## start PROVIDED DATA

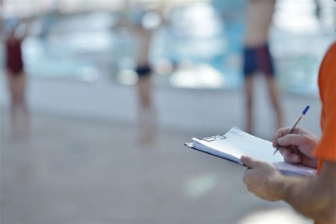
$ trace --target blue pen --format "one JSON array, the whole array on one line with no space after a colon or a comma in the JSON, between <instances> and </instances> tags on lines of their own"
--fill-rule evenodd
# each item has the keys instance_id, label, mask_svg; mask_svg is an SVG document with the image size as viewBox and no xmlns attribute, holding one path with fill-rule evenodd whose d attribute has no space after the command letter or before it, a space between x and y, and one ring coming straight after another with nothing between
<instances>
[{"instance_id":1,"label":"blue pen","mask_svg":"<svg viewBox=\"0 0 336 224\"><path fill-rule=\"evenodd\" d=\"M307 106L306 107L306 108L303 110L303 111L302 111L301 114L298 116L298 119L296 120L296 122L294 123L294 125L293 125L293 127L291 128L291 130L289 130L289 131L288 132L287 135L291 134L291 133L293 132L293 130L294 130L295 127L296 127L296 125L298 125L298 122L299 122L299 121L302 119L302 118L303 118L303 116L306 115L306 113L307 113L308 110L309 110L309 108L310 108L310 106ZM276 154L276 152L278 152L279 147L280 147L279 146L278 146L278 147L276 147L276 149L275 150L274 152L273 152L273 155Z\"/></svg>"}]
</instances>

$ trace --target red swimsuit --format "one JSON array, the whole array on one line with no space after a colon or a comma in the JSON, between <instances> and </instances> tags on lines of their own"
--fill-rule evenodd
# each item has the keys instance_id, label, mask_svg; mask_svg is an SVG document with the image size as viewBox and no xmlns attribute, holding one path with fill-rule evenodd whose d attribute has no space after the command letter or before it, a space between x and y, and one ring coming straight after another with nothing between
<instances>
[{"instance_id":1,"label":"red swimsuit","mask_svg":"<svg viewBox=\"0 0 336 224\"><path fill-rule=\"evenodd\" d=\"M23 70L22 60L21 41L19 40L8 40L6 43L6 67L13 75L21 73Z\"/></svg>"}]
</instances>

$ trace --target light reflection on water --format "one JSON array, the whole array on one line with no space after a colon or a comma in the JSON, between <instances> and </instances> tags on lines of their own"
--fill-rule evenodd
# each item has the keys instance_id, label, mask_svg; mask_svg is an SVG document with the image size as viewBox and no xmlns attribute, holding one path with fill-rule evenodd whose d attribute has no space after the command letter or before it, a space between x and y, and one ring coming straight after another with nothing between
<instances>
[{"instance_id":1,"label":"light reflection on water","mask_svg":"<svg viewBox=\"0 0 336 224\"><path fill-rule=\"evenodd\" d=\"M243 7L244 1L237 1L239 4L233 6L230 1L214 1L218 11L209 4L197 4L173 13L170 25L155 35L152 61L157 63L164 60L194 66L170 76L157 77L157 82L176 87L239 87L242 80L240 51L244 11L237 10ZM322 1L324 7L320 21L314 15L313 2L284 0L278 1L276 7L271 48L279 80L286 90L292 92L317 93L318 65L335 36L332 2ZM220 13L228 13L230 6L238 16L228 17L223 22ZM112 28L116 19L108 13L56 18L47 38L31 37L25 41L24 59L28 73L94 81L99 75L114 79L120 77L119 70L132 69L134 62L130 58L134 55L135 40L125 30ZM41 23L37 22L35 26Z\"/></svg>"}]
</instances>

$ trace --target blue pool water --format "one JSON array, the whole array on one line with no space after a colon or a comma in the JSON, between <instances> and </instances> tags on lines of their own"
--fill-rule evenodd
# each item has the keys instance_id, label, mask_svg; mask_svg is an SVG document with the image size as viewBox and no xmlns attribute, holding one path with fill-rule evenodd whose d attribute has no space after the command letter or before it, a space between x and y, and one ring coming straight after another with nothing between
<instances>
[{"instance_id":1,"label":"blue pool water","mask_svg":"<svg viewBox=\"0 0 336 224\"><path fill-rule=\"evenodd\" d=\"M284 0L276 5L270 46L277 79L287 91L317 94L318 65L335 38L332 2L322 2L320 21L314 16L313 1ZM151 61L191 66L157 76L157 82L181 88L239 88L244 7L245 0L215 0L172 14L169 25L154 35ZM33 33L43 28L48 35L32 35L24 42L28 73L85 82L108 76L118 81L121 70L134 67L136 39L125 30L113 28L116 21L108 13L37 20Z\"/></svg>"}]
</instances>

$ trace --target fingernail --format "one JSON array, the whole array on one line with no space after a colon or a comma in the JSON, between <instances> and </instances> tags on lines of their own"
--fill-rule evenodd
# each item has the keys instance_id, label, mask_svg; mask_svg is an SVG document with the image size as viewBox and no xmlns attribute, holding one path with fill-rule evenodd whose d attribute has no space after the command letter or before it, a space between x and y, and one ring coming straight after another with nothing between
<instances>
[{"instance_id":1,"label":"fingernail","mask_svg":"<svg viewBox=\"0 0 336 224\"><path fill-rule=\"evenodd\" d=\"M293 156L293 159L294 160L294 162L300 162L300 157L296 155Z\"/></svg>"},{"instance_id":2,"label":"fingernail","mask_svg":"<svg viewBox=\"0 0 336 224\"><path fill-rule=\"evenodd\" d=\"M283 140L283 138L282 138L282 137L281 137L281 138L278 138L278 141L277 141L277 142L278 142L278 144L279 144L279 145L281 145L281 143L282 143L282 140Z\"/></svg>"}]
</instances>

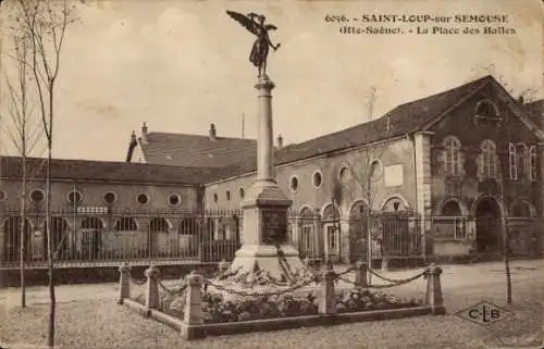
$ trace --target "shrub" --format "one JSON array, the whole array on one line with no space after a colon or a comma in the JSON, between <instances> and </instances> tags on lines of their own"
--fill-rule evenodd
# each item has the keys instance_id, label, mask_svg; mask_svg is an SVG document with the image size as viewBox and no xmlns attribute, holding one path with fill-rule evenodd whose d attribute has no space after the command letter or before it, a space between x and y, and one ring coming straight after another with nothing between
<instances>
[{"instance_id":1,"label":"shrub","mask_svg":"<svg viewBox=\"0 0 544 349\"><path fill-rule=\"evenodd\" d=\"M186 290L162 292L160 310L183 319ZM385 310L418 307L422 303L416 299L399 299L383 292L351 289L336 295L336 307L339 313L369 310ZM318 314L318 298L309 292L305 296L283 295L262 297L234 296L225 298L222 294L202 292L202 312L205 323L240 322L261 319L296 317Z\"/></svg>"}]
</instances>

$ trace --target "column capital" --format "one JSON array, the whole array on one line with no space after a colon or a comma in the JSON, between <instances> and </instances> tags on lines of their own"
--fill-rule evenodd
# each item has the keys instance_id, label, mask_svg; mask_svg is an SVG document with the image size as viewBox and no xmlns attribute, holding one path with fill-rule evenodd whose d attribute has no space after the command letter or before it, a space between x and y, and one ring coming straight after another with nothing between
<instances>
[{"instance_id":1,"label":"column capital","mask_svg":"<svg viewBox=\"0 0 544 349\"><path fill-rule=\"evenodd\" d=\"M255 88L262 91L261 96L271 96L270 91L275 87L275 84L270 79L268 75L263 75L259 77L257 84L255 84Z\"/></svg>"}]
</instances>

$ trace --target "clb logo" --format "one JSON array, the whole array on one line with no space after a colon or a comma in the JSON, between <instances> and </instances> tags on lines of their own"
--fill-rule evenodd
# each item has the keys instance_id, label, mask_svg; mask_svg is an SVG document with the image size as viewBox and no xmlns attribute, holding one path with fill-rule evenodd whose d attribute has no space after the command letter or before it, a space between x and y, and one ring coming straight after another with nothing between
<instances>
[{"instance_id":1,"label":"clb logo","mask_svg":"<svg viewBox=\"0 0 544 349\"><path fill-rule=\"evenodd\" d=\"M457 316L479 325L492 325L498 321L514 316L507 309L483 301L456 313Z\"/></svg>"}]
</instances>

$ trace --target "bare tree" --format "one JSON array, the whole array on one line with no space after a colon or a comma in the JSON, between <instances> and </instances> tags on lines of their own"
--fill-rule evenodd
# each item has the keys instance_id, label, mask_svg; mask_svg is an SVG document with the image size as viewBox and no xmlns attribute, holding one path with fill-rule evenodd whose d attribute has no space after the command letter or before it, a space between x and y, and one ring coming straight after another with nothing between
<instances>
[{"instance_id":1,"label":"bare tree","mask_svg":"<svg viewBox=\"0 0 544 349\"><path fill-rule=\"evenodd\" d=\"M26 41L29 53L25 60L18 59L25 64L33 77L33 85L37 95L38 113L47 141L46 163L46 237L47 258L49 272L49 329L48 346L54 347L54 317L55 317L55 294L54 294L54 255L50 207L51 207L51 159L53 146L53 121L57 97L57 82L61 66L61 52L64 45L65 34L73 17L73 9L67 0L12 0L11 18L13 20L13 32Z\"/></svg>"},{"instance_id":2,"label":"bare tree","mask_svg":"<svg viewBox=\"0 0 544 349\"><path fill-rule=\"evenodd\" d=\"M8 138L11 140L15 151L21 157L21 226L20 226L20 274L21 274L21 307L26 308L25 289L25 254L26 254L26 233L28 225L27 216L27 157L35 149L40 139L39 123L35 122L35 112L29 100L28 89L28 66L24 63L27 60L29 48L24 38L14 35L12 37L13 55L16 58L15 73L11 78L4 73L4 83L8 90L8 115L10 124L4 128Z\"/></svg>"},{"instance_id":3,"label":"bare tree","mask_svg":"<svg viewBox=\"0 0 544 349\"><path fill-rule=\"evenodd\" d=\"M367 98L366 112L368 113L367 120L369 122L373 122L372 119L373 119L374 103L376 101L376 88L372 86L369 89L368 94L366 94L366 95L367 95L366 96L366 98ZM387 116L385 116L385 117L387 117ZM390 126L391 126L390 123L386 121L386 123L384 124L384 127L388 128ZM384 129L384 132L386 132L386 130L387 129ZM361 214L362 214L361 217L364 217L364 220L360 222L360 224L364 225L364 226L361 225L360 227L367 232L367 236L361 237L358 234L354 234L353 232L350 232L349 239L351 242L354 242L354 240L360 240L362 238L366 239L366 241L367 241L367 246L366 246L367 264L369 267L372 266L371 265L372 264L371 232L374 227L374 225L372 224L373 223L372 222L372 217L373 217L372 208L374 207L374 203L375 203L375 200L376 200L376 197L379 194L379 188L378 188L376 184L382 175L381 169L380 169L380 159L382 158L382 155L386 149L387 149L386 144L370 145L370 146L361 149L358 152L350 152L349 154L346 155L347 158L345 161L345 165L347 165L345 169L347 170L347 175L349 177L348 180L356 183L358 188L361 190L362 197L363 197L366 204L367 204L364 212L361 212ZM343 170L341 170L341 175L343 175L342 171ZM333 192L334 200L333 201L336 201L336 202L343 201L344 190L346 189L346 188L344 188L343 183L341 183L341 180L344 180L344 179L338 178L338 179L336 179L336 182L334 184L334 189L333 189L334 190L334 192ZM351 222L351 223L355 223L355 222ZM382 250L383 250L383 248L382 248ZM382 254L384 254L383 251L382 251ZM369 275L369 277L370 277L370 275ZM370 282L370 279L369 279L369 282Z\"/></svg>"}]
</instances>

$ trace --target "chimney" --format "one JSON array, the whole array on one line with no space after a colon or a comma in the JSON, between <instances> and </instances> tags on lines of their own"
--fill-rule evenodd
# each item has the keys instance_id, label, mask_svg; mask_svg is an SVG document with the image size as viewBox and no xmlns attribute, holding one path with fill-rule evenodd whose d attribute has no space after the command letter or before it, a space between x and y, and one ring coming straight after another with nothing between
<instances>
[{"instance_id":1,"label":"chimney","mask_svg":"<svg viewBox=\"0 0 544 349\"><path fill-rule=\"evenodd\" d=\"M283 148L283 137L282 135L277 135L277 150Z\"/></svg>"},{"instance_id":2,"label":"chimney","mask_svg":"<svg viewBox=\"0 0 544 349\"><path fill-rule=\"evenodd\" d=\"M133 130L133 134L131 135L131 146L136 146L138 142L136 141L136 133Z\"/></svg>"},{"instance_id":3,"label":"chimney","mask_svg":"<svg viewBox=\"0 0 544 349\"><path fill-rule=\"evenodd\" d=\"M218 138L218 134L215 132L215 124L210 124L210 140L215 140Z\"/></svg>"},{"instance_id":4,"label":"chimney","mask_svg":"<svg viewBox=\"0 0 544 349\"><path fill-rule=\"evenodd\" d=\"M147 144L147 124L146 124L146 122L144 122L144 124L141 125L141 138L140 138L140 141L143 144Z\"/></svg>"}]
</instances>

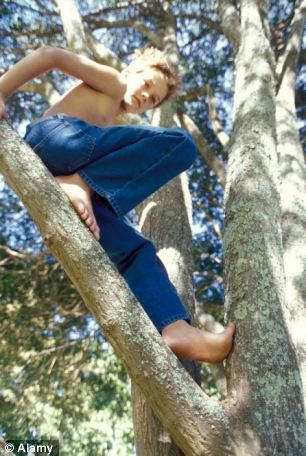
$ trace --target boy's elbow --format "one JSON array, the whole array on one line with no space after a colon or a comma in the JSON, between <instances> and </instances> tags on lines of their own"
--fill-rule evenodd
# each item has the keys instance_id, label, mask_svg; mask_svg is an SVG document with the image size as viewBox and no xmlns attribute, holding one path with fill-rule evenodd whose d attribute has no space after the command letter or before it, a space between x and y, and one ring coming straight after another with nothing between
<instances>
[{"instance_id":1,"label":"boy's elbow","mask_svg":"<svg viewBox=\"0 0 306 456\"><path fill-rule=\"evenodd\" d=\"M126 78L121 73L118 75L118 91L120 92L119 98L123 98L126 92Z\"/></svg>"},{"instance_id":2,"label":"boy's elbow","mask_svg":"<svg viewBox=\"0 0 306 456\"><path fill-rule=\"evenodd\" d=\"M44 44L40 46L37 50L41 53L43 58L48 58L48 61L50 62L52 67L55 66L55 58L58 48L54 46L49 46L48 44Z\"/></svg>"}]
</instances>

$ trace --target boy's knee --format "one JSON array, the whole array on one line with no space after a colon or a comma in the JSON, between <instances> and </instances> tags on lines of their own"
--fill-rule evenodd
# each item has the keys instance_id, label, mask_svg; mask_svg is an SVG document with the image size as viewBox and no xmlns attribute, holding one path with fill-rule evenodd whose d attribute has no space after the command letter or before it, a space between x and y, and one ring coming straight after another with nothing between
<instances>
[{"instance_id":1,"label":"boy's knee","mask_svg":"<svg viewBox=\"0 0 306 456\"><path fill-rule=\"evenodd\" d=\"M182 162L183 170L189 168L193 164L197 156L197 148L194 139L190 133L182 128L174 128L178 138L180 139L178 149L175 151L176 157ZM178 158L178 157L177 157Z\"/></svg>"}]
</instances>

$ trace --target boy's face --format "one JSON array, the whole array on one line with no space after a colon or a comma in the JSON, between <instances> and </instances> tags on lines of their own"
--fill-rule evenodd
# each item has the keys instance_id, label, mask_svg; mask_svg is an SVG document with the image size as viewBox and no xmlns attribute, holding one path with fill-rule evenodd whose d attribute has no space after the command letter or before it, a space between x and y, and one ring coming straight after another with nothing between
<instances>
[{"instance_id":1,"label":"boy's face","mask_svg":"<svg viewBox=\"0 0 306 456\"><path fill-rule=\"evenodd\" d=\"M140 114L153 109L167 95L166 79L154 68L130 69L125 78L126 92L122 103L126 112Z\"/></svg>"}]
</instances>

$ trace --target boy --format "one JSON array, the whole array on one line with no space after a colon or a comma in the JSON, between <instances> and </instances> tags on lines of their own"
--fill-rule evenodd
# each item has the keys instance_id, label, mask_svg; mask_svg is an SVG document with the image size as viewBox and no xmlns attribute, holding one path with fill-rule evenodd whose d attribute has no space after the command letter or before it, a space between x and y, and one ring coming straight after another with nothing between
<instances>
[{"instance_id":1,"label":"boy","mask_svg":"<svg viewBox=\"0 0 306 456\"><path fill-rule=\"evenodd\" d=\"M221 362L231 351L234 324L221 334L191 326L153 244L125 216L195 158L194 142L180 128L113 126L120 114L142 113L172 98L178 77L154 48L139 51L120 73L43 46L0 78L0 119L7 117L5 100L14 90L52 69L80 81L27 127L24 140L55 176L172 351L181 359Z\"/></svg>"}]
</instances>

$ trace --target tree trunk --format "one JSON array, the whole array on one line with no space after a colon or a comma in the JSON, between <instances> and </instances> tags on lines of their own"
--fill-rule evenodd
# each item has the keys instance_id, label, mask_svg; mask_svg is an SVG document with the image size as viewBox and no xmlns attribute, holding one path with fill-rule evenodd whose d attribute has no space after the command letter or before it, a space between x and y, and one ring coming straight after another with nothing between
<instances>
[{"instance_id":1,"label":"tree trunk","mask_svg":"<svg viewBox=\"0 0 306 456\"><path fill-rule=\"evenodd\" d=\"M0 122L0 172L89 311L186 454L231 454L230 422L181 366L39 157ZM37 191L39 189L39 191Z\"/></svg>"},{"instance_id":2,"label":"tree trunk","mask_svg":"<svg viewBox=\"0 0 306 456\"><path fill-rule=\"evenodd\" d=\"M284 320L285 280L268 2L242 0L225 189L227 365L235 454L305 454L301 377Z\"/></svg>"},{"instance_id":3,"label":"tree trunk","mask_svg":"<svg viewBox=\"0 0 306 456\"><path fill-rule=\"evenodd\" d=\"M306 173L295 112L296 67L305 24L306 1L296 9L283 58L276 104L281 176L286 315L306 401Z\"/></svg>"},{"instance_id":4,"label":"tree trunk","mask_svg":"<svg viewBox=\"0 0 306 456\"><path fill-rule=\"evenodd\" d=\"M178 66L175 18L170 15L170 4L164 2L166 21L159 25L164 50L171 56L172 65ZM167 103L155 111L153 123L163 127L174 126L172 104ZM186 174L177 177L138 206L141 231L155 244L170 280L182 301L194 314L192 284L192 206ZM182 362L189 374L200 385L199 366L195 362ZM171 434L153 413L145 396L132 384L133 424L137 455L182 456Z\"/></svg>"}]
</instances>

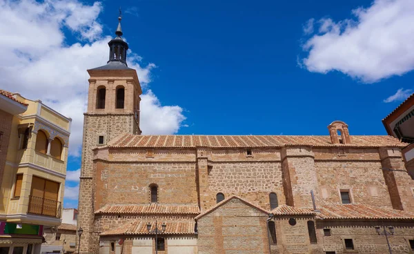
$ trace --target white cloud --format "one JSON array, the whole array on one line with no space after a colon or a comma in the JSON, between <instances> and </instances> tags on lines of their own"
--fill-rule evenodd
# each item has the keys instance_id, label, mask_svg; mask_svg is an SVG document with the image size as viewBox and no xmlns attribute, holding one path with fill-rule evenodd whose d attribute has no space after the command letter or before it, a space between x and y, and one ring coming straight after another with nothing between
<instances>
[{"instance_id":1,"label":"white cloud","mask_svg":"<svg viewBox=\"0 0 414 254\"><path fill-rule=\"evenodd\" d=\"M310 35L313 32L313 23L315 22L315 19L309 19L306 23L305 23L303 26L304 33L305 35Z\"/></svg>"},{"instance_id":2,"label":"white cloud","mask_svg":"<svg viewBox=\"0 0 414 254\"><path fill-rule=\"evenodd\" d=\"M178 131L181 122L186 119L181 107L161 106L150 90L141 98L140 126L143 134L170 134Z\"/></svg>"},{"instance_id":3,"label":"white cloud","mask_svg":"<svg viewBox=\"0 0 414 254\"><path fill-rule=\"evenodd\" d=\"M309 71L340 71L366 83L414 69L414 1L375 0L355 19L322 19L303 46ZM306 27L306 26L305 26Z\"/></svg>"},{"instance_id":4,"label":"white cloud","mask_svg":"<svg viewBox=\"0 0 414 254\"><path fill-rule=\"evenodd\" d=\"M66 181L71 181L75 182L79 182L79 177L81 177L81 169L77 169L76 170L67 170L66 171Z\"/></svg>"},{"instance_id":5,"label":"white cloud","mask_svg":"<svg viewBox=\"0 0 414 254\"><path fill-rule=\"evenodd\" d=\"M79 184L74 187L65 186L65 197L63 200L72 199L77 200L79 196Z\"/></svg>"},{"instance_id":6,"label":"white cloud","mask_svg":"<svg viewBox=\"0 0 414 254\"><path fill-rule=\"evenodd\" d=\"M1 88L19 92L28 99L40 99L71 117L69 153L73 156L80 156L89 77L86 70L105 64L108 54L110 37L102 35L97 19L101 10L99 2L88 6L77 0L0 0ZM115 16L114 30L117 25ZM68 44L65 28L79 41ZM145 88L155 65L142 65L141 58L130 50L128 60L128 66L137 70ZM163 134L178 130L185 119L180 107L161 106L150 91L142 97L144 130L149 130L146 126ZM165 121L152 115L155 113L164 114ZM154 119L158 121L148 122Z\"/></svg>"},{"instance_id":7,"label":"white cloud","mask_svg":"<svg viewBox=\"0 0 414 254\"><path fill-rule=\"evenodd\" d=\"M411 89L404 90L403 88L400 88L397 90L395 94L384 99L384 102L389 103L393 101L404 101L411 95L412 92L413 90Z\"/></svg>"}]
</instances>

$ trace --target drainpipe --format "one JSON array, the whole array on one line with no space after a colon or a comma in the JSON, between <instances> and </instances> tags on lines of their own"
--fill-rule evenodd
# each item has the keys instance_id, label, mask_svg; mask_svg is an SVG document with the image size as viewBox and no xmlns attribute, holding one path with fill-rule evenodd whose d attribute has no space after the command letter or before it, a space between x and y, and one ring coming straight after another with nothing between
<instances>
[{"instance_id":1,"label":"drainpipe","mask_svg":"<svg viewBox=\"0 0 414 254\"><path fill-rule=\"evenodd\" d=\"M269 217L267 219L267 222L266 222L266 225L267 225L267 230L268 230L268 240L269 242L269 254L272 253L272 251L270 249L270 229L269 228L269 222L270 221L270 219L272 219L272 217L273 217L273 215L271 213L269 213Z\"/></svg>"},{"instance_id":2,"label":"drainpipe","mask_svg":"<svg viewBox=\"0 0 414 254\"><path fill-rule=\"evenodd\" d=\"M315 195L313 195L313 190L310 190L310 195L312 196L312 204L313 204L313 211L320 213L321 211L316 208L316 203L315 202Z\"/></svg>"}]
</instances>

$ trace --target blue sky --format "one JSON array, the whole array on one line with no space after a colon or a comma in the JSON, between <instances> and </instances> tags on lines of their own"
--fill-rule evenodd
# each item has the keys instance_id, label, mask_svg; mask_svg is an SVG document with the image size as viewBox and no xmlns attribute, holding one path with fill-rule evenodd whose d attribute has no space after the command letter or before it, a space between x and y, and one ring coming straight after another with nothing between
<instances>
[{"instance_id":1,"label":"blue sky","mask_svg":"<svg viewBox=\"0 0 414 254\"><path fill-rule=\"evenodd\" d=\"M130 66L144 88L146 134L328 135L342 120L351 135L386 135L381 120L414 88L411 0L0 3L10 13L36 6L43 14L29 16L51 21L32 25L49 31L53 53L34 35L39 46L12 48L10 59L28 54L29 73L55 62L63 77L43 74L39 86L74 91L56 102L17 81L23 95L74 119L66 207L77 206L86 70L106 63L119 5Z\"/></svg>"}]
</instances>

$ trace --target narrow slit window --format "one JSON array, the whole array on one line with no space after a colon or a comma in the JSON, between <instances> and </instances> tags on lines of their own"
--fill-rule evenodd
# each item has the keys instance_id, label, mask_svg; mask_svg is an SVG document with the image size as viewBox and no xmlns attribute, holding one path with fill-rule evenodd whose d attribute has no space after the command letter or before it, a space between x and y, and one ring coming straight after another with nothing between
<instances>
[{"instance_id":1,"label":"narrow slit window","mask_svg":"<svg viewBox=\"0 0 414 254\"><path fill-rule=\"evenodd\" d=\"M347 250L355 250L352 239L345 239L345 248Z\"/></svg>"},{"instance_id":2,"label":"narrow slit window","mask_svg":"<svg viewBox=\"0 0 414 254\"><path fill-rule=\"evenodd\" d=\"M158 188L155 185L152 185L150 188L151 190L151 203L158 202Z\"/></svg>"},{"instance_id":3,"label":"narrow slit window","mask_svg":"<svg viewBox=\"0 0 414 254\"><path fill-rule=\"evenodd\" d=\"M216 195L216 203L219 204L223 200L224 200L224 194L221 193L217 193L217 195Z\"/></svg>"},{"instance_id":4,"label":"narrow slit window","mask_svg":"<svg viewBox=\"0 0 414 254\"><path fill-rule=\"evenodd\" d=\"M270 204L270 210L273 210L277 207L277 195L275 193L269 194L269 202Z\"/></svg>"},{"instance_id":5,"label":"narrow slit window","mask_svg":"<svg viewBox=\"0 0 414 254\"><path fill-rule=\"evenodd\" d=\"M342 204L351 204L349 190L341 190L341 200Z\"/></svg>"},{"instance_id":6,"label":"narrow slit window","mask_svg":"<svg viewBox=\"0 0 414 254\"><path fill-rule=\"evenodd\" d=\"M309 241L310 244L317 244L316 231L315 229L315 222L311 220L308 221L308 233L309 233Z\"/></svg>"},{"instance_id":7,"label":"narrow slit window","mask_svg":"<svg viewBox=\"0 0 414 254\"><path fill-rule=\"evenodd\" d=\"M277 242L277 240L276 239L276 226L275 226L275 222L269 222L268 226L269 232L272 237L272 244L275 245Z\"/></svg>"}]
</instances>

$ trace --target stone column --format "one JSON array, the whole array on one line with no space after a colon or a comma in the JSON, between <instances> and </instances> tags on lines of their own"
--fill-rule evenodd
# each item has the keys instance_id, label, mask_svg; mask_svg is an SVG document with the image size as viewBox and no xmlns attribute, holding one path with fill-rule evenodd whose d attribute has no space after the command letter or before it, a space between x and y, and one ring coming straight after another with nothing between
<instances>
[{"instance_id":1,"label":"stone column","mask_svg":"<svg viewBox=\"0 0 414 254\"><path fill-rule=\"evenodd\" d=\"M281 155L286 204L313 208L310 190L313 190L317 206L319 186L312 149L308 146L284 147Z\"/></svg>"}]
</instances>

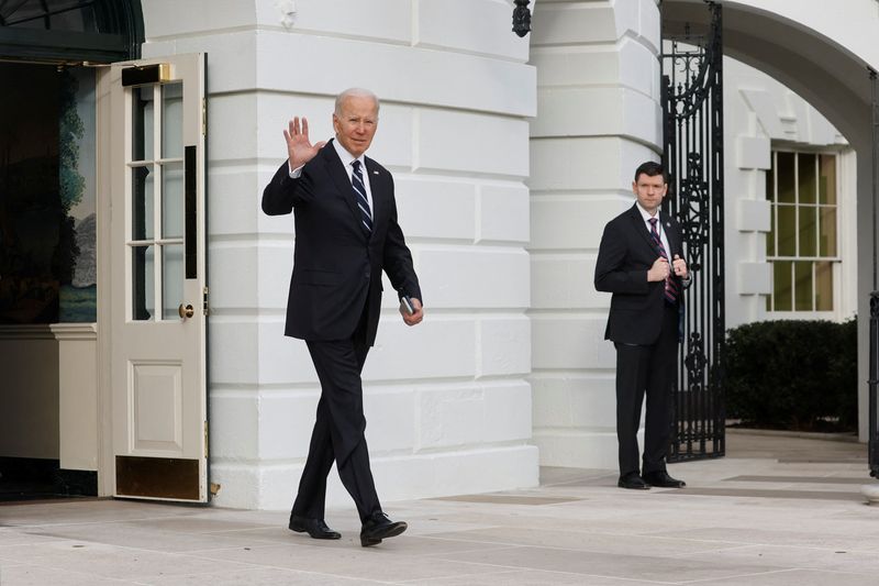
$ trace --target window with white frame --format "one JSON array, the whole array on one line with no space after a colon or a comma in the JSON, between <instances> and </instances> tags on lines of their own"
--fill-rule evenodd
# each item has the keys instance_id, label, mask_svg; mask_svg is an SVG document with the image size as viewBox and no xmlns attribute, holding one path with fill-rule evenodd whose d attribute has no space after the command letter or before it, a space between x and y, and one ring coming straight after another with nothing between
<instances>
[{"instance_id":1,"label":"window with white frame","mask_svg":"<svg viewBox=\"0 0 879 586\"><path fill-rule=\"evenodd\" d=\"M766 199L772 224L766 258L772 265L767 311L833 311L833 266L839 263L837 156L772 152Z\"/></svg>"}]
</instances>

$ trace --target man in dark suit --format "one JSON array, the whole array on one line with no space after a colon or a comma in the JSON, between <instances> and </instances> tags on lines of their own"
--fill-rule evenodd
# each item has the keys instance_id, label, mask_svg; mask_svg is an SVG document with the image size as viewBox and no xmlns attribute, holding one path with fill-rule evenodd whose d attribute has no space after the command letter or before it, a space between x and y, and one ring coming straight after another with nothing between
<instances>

## end PROVIDED DATA

## WRITTEN TASK:
Count the lines in the rows above that contain the word "dark", with case counting, and give only the number.

## EXERCISE ANSWER:
1